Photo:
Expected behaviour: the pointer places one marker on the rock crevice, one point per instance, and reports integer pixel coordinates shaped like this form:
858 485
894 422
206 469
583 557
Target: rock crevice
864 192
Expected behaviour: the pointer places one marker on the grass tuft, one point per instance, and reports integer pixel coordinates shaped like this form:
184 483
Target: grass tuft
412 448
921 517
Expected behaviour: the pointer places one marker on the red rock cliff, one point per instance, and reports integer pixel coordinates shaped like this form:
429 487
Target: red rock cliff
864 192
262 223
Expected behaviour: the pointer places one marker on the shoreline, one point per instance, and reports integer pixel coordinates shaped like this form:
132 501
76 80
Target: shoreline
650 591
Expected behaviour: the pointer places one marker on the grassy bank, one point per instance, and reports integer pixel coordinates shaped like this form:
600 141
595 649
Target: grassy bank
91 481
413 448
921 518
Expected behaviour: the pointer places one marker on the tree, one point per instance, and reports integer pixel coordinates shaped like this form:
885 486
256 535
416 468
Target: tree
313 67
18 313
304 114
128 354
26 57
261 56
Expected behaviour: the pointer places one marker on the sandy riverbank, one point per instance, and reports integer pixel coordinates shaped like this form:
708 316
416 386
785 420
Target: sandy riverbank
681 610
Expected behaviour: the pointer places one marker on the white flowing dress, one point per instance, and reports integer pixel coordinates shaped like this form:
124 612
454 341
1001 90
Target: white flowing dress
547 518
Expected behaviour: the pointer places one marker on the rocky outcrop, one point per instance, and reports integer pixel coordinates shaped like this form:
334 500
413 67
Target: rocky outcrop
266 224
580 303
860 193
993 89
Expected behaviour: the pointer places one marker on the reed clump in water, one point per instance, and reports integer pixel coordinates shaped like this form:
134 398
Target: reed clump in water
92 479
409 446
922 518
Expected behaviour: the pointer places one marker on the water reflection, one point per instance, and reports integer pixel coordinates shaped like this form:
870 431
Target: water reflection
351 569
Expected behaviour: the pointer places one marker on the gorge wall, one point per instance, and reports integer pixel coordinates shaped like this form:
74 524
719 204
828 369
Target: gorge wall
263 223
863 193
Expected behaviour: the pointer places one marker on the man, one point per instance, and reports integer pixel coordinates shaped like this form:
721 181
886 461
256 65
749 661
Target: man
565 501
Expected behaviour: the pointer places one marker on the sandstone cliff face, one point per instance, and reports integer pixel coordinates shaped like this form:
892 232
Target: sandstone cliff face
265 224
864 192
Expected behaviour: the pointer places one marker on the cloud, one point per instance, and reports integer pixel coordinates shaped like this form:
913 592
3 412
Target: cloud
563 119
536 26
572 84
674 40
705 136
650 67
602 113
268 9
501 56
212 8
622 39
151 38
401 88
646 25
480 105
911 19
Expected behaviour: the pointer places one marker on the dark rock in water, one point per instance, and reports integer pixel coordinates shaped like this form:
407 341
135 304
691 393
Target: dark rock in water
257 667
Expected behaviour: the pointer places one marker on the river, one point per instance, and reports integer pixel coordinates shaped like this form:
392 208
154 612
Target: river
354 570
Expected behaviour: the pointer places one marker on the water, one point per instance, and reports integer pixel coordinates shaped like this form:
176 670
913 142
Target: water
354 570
■ ■ ■
What is expected:
Would you please repeat the whole listing exactly as it is?

Response to the task:
Photo:
Expected behaviour: the pointer places one marker on the rock crevice, one point per instance, and reports integer pixel coordinates shaped like this form:
858 485
894 422
206 469
583 557
Target: rock crevice
864 192
Expected behaviour: the pointer places one marker on the grass tuft, one point per instance, and reports integer pixel coordinates shaped like this form:
184 483
Target: grass tuft
412 448
921 517
Expected behaviour: the pointer places one marker on the red rock cliff, one point per instance, and reports integer pixel coordinates shaped like this form:
429 487
Target: red rock cliff
864 192
262 223
Expected behaviour: the pointer places one marker on the shoreline, one point per instance, and reports integer pixel coordinates shaped like this form:
132 501
76 80
Target: shoreline
650 591
Expected behaviour: the pointer places one marker on the grassy bank, one point per instance, and reports integer pixel coordinates shaped like this form:
600 141
595 649
Target: grassy bank
91 481
413 448
921 518
Expected behaviour: the pointer places one marker on the tree, one point per instance, and reports integer pixel coordinates shaped like this form:
885 486
256 535
416 468
Target: tree
313 67
18 313
304 114
128 354
26 57
261 56
Expected behaviour: the pointer places one marker on the sandy riverbank, one point per instance, and reports integer pixel coordinates shaped like this form:
708 316
416 386
785 420
Target: sandy riverbank
681 610
Expected behaviour: the pointer places one marker on the white flowing dress, one point per instance, and reports integer pixel coordinates shaped like this form:
124 612
454 341
1001 90
Target: white flowing dress
547 518
Expected behaviour: the pointer places one marker on the rocky outcrop, one point per instance, and reports integer pixel coordinates shaped like this form:
334 500
413 67
Target: rocky outcrop
266 224
580 303
860 193
993 89
Expected behaviour: the pointer places one marker on the reed clump in water, one point per instance, and reports integer pixel coordinates shaped like this form:
134 398
Target: reed clump in water
92 479
409 446
922 518
Expected behaviour: the pointer places one marker on the water reflection, one point per instance, and reports integer pixel coordinates shaped like this form:
870 431
Target: water reflection
351 569
Expected behaviour: the pointer places one marker on the gorge wall, one point per instance, and reports integer pixel coordinates shaped like this form:
74 524
719 204
828 369
Target: gorge wall
263 223
863 193
Expected behaviour: the pointer places one marker on the man, one point per instance, and reports integer pixel coordinates shaped like this form:
721 181
886 461
256 65
749 661
Target: man
565 501
Expected behaviour: the pointer places one marker on the sandstone cliff face, one point per instance, and reports integer pixel coordinates shaped like this form:
892 232
Target: sandstone cliff face
265 224
864 192
Expected behaviour: the pointer places one marker on the cloud, one point per instance, and reports integer pixel coordinates shaped like this form:
913 592
3 412
Target: cloud
563 119
536 26
572 84
674 40
705 136
650 67
602 113
268 9
501 56
212 8
622 39
151 38
401 88
646 25
480 105
911 19
Expected behaviour: the pointer places one marker on the dark rock in water, one point per instance, and reports integer pixel coordinates shaped like this form:
407 341
135 304
691 393
Target: dark rock in water
257 667
Expected behaviour: the pointer places one marker on the river, one point per instance, and reports integer pixel coordinates shaped like this form:
392 208
154 612
Target: river
354 570
Expected behaviour: the pointer places one marker on the water, one point per instance, and reports integer pixel coordinates shaped like this form:
176 670
913 142
Target: water
354 570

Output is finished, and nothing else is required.